Activity 1 » Translate into Spanish the following sentence from the extract on epidemiological study designs: "Clinical trials in epidemiology usually take the form of randomized controlled trials."
Activity 2 » Reproduce the passage of the extract on epidemiological study designs starting with "Clinical trials in" and going on through "the real world.", substituting "participants" for each occurrence of "subjects".
Activity 3 » Resume the extract on epidemiological study designs, carrying it forward from its final sentence.

Extract provided »
------

Case‐control studies are much cheaper to carry out than cohort studies, but accurate measurements of past exposure are often difficult to collect. For example, asking someone what their diet was like 10 or 15 years ago is likely to be heavily influenced by the type of diet they consume now.
FIGURE 1.7 Case‐control study design.
Experimental Studies
In epidemiology, experimental studies take two forms: clinical trials and community trials. The aim is to compare the impact of the active treatment on the relevant outcomes with the impact of a placebo.
Clinical trials in epidemiology usually take the form of randomized controlled trials. The aim is to see if an intervention to alter exposure results, over time, in a change in outcomes. In epidemiology, clinical trials can involve thousands of subjects followed over many years, whereas studies relating to drug treatments or food interventions relating to changes in blood or urine biochemistry may involve only tens of subjects. The purpose in having such large studies in epidemiology is to be able to generalize to the population with confidence, and to take into account the many confounders (see below) that may operate in the real world.
Researchers usually strive to achieve ‘double blind’ status in their study designs, but in nutritional interventions this may not always be possible. If the intervention involves changing diet, for example, or providing nutritional advice to increase fruit and vegetable consumption, the subject may be aware of the changes and is therefore no longer ‘blind’. Similarly, the researcher involved in administering the changes may be aware of which subjects are in the treatment group and which are in the placebo group. If this is the case, it is important to ensure that the person undertaking the statistical analysis is blinded to the identity of the groups being compared. This can be done through the coding of results for computer analysis so that the comparison is simply between group A and group B. Only at the end of the analysis is the identity of the group revealed. Even here, it may not always be possible to blind the analyst. In that case, the procedures for carrying out the statistical analyses should be described in advance so as to avoid a ‘fishing expedition’, hunting for statistically significant findings.

------

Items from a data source
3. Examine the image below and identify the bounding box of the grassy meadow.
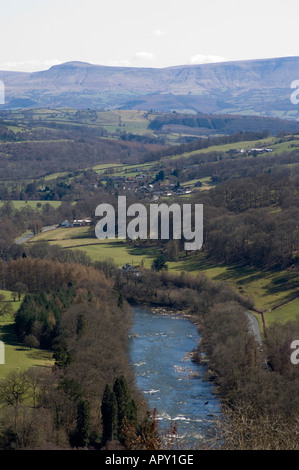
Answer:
[28,227,298,313]
[0,290,53,379]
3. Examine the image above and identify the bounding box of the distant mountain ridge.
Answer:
[0,57,299,120]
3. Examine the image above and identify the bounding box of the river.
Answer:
[130,306,220,450]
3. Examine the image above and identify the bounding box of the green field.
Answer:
[28,227,159,267]
[28,227,298,318]
[0,290,53,379]
[264,298,299,325]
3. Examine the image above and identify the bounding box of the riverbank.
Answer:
[131,304,221,449]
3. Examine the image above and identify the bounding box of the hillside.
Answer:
[0,57,299,120]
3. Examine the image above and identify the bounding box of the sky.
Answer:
[0,0,299,72]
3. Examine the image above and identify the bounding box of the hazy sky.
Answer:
[0,0,299,71]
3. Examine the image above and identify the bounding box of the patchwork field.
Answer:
[0,290,53,379]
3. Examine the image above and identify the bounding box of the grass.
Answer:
[28,227,159,268]
[28,227,299,312]
[0,290,53,379]
[168,253,299,311]
[264,298,299,326]
[0,201,61,210]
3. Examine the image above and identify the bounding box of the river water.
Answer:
[130,306,220,450]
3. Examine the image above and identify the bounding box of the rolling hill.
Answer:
[0,57,299,120]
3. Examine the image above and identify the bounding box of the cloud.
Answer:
[189,54,227,64]
[134,51,155,60]
[153,29,168,38]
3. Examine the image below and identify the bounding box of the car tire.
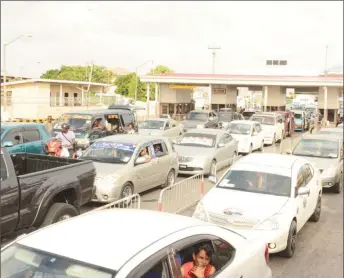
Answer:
[209,159,216,176]
[332,181,343,194]
[258,141,264,152]
[161,169,176,188]
[280,220,297,258]
[309,195,321,222]
[41,203,79,227]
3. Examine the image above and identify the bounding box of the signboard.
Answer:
[213,88,226,94]
[169,84,196,89]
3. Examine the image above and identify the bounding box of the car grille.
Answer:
[209,213,258,228]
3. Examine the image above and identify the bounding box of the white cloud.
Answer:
[1,1,343,75]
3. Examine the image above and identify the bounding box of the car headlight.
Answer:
[254,214,279,230]
[192,201,209,222]
[97,174,120,186]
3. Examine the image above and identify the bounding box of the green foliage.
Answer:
[41,65,116,83]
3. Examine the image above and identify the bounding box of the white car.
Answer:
[250,112,286,145]
[1,209,272,278]
[193,153,322,258]
[138,118,183,138]
[227,120,264,154]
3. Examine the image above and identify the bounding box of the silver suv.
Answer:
[80,135,178,203]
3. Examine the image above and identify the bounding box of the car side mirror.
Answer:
[208,176,217,184]
[2,141,13,147]
[217,143,225,148]
[297,187,310,196]
[135,156,146,165]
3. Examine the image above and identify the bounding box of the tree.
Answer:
[41,65,116,83]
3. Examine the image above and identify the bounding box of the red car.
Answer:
[276,111,295,136]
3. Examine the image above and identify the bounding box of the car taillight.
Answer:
[264,245,269,264]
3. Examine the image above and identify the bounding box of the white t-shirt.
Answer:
[56,130,75,147]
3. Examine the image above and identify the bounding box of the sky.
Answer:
[1,1,343,77]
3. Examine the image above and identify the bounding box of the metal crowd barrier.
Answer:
[158,174,204,213]
[90,194,141,212]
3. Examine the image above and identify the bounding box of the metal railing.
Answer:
[90,194,141,212]
[158,174,205,213]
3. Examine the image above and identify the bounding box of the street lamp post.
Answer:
[135,60,154,103]
[2,35,32,112]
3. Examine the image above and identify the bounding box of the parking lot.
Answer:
[82,132,343,278]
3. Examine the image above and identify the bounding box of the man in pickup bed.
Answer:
[56,123,75,157]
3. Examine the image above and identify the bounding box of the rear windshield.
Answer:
[216,170,291,197]
[1,243,116,278]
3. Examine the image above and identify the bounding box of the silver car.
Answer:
[174,129,238,175]
[291,134,343,193]
[139,118,183,137]
[80,134,178,203]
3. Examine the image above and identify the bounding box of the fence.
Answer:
[90,194,141,212]
[158,174,204,213]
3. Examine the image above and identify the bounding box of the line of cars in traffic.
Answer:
[1,105,343,278]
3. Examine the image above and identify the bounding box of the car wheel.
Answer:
[258,141,264,152]
[209,160,216,176]
[309,196,321,222]
[41,203,79,227]
[280,220,297,258]
[161,169,176,188]
[332,178,343,194]
[121,182,134,199]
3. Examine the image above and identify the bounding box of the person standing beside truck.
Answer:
[56,123,75,157]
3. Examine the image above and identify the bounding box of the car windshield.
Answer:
[186,112,208,121]
[139,120,165,130]
[54,113,92,130]
[227,123,251,135]
[216,170,291,197]
[1,243,116,278]
[293,139,338,158]
[219,113,233,122]
[251,116,275,125]
[178,133,216,148]
[80,141,136,163]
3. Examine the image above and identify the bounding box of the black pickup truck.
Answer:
[0,148,96,238]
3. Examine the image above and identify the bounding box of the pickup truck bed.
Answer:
[0,148,96,237]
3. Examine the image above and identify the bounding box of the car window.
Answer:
[141,258,170,278]
[0,155,8,181]
[153,142,168,157]
[296,168,306,188]
[2,129,23,146]
[302,164,313,185]
[23,129,41,143]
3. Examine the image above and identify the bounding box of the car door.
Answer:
[22,127,44,154]
[295,164,309,231]
[132,143,157,193]
[152,140,171,184]
[1,128,25,154]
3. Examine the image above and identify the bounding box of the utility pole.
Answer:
[208,43,221,74]
[325,45,328,75]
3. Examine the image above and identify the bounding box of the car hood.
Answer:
[292,156,338,170]
[93,162,127,177]
[174,145,214,156]
[181,120,207,128]
[139,129,164,135]
[202,188,289,223]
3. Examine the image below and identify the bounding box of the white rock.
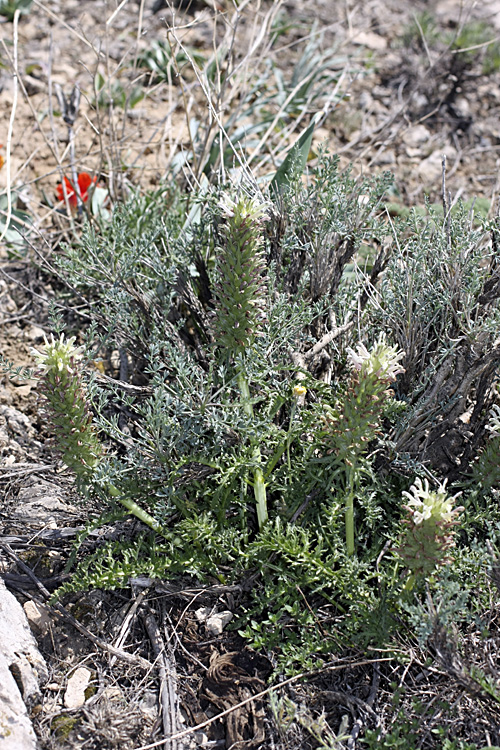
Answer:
[0,580,48,750]
[194,607,212,622]
[403,125,431,148]
[64,667,92,708]
[205,611,233,635]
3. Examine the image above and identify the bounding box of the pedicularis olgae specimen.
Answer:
[32,333,162,533]
[216,195,267,356]
[399,478,463,588]
[32,334,102,479]
[216,195,268,528]
[326,334,404,555]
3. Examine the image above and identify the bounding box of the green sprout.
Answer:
[216,195,268,528]
[398,477,463,589]
[325,334,404,556]
[31,333,161,533]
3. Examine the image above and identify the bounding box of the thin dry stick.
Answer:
[0,543,153,670]
[0,8,20,242]
[134,657,392,750]
[144,613,179,750]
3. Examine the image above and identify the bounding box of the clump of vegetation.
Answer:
[29,148,500,704]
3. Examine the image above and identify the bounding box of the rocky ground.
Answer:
[0,0,500,750]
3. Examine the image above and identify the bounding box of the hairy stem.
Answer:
[238,372,268,529]
[108,485,162,534]
[345,466,355,557]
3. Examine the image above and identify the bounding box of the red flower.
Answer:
[56,172,97,208]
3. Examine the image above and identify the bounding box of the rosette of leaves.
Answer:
[324,334,404,555]
[215,194,267,356]
[398,477,463,587]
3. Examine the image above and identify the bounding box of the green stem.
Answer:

------

Exercise answer 1 » Los ensayos clínicos en epidemiología suelen adoptar la forma de ensayos controlados aleatorizados.

Exercise answer 2 »
Clinical trials in epidemiology usually take the form of randomized controlled trials. The aim is to see if an intervention to alter exposure results, over time, in a change in outcomes. In epidemiology, clinical trials can involve thousands of participants followed over many years, whereas studies relating to drug treatments or food interventions relating to changes in blood or urine biochemistry may involve only tens of participants. The purpose in having such large studies in epidemiology is to be able to generalize to the population with confidence, and to take into account the many confounders (see below) that may operate in the real world.

Exercise answer 3 »
Community trials are intervention studies carried out in whole communities to see if some change in exposure is associated with a subsequent change in disease or mortality rates. Again, the study will involve a treatment community and a placebo community. The communities are matched (e.g. age and sex structure of the population, percentage of the population not in work). There may be more than one community in each group.
Community trials are pragmatic in nature. The aim is to see if community‐based interventions have sufficient penetration and impact to bring about changes in nutrition‐related outcomes (e.g. the percentage of adults over the age of 45 who are overweight or obese). The identity of the individuals in the community who make the desired changes and their individual outcomes may not be known. A questionnaire can be used to find out the proportion of the population who were aware of the intervention (for example, advice on healthy eating provided in a GP surgery by the community dietitian), and height and weight data could be taken from the routine ‘healthy man’ or ‘healthy woman’ screening programmes being run in the same groups of GP surgeries.
Community trials are much cheaper to run than clinical trials. They do not, however, provide the same wealth of detail about individual behaviours and outcomes and, as a consequence, provide less insight into causal mechanisms.